EXERCISE REQUIREMENTS
Can you transcribe every record below exactly as it appears?

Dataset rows
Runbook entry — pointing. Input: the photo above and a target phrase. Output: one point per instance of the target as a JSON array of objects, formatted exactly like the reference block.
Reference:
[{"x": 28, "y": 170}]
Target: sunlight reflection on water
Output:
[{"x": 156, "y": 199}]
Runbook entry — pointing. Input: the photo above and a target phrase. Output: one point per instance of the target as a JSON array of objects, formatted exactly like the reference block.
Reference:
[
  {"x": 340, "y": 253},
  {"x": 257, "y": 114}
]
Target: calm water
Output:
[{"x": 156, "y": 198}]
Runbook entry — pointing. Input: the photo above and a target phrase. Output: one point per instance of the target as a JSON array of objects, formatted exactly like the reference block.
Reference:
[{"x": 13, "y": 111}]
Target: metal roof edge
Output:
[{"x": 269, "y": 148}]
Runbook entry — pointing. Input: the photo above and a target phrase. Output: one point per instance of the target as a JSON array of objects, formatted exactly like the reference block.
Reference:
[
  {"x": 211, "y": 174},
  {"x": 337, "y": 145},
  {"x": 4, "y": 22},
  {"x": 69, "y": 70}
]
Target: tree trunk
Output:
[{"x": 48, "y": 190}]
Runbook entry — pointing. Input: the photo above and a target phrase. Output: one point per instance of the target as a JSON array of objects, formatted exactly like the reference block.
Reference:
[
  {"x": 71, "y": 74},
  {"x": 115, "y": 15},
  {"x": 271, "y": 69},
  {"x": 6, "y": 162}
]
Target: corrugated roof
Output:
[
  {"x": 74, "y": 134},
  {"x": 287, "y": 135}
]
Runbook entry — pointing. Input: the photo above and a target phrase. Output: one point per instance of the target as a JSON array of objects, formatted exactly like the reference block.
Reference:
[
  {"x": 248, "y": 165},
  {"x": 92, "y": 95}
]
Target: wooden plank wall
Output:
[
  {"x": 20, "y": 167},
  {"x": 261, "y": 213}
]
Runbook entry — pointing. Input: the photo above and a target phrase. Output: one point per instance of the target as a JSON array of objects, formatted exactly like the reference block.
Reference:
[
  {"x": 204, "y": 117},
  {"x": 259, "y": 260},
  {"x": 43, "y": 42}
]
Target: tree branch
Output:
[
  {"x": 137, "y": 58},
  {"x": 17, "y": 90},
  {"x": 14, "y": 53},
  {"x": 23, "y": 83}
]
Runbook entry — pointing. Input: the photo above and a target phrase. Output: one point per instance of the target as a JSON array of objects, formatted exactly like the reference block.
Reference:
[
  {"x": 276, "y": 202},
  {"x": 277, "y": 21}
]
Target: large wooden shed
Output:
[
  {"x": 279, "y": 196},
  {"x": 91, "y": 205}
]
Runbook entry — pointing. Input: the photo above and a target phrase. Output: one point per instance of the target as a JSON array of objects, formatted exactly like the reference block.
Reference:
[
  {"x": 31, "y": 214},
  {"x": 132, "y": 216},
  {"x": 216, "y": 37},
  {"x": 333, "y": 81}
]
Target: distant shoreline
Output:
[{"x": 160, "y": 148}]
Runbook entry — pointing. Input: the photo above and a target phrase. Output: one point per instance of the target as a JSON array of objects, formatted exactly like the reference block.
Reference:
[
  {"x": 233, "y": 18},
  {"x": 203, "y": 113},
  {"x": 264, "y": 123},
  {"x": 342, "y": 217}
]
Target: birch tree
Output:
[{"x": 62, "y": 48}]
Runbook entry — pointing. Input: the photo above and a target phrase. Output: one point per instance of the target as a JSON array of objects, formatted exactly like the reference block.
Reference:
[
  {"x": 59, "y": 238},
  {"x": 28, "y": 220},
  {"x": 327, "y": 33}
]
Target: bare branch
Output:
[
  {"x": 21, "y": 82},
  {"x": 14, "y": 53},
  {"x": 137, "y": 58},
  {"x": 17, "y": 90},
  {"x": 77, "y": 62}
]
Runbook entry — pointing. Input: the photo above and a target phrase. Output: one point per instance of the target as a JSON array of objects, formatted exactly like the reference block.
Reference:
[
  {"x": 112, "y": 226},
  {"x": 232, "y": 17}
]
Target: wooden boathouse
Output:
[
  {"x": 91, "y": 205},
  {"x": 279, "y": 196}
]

RESULT FOR THIS EXERCISE
Runbook entry — pointing. Input: the photo above and a target phrase. Output: one point per instance of the target as a JSON array of objects, formatted exactly like the reference block.
Reference:
[{"x": 28, "y": 170}]
Target: sunlight reflection on water
Output:
[{"x": 156, "y": 199}]
Runbook entry — pointing. Input: the photo above and a target phrase. Output: one point per instance of the target as a JSON array of objects, formatted exactly like the reference block.
Reference:
[
  {"x": 340, "y": 253},
  {"x": 257, "y": 114}
]
Target: calm water
Output:
[{"x": 156, "y": 198}]
Runbook entry — pointing. Input: the photo above and a target phrase. Output: one point per instance of the target as a JSON array of objects, formatted exactly like the reference block.
Reference:
[{"x": 13, "y": 111}]
Target: metal roof edge
Output:
[{"x": 269, "y": 148}]
Runbook entry — pointing. Input: the photo above and a target phrase. Output: one point per instance of the target as a JSON array of objects, formatted exactly like the reference block.
Reference:
[
  {"x": 211, "y": 174},
  {"x": 337, "y": 145},
  {"x": 4, "y": 22},
  {"x": 69, "y": 70}
]
Target: tree trunk
Output:
[{"x": 48, "y": 190}]
Runbook entry — pointing. Input: the photo above and a target phrase. Output: one point per instance of the target as a JSON array of objects, formatted exactly like the reference block.
Reference:
[
  {"x": 71, "y": 74},
  {"x": 115, "y": 15},
  {"x": 271, "y": 69},
  {"x": 6, "y": 162}
]
Target: corrugated roof
Output:
[
  {"x": 74, "y": 134},
  {"x": 287, "y": 135}
]
Runbook entry — pointing. Input: the photo above and a target phrase. Output: one point per instance of the target as a JSON array of objects, formatted exactly like the reference block.
Reference:
[
  {"x": 248, "y": 165},
  {"x": 92, "y": 95}
]
Target: wooden plank wall
Output:
[
  {"x": 20, "y": 167},
  {"x": 261, "y": 213}
]
Runbook entry — pointing. Input: the photo above and a target phrase. Output: one point per instance of the target as a JSON array of objects, formatted exactly like the reference block.
Reference:
[
  {"x": 204, "y": 117},
  {"x": 259, "y": 260},
  {"x": 43, "y": 42}
]
Target: tree branch
Output:
[
  {"x": 137, "y": 58},
  {"x": 17, "y": 90},
  {"x": 14, "y": 53},
  {"x": 23, "y": 83}
]
Runbook entry — pointing. Input: the photo above and a target phrase. Output: one point per instance of the target as a JSON array of objects, formatted exactly like the reference block.
Reference:
[
  {"x": 276, "y": 202},
  {"x": 277, "y": 21}
]
Target: large wooden shed
Output:
[
  {"x": 279, "y": 196},
  {"x": 91, "y": 205}
]
Runbook entry — pointing. Input: the photo above and a target phrase. Output: one point per instance of the target as a JSON array of objects, formatted exactly like the reference block.
Reference:
[
  {"x": 31, "y": 214},
  {"x": 132, "y": 216},
  {"x": 216, "y": 37},
  {"x": 333, "y": 81}
]
Target: distant shoreline
Output:
[{"x": 160, "y": 148}]
Runbook entry — pointing. Input: the photo above and a target phrase. Output: one point per instance of the target as a JSON array of objects, formatted exactly like the reference block.
Reference:
[
  {"x": 233, "y": 18},
  {"x": 203, "y": 113},
  {"x": 264, "y": 123},
  {"x": 342, "y": 217}
]
Target: birch tree
Output:
[{"x": 62, "y": 48}]
Runbook entry — pointing. Input: the photo above and a target phrase. Output: one point per instance of the target as a JSON array of objects, formatted exactly like the reference block.
Reference:
[
  {"x": 59, "y": 238},
  {"x": 28, "y": 220},
  {"x": 327, "y": 33}
]
Target: bare branch
Output:
[
  {"x": 21, "y": 82},
  {"x": 14, "y": 53},
  {"x": 137, "y": 58},
  {"x": 17, "y": 90},
  {"x": 77, "y": 62}
]
Runbook entry — pointing. Input: the photo above and a target phrase. Output: one point per instance of the target as a JSON array of objects, formatted exactly like the reference block.
Reference:
[
  {"x": 112, "y": 226},
  {"x": 232, "y": 17}
]
Target: wooden boathouse
Output:
[
  {"x": 91, "y": 205},
  {"x": 279, "y": 196}
]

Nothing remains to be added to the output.